**EXERCISE GOAL**
Swap "Do not return anything but the points" for "Return only the points" everywhere in the listing, and keep every other line the same.

# AVAILABLE RECORDS start

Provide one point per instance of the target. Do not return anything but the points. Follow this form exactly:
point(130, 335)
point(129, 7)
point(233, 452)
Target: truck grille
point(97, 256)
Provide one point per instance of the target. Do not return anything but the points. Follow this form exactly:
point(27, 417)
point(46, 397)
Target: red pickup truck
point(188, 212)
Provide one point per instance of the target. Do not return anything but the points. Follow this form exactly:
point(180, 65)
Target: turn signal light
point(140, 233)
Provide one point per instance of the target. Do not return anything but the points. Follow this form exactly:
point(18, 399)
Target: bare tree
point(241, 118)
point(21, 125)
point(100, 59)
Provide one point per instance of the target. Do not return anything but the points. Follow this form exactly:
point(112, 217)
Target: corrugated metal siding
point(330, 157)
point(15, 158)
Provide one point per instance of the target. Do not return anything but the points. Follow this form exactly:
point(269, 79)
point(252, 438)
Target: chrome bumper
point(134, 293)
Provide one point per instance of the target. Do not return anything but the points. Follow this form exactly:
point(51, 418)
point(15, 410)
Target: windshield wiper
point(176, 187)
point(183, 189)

# AVAILABLE RECORDS end

**ANSWER TO THIS EXERCISE**
Provide one point per instance of the target. Return only the points. Follow this form exactly:
point(130, 335)
point(129, 7)
point(233, 452)
Target: truck grille
point(97, 256)
Provide one point per instance of the target. Return only the points. Follow this form exactly:
point(27, 417)
point(46, 397)
Target: red pickup truck
point(188, 212)
Provide one point per instance of the target. Return only the points. Follow this form exactly:
point(180, 65)
Target: turn signal light
point(140, 233)
Provide one point per instance of the target. Return only the points. Follow this form exactly:
point(18, 399)
Target: bare tree
point(241, 118)
point(21, 125)
point(100, 59)
Provide one point per instance of the target. Return only the points. Follow this form exactly:
point(112, 217)
Target: corrugated metal siding
point(330, 157)
point(15, 158)
Provide one point per instance of the target. Return only the points. Follow this form exactly:
point(269, 79)
point(252, 438)
Target: chrome bumper
point(134, 293)
Provide one point per instance of the target. Return only the points. Follow this form exactly:
point(51, 418)
point(15, 410)
Target: windshield wiper
point(176, 187)
point(183, 189)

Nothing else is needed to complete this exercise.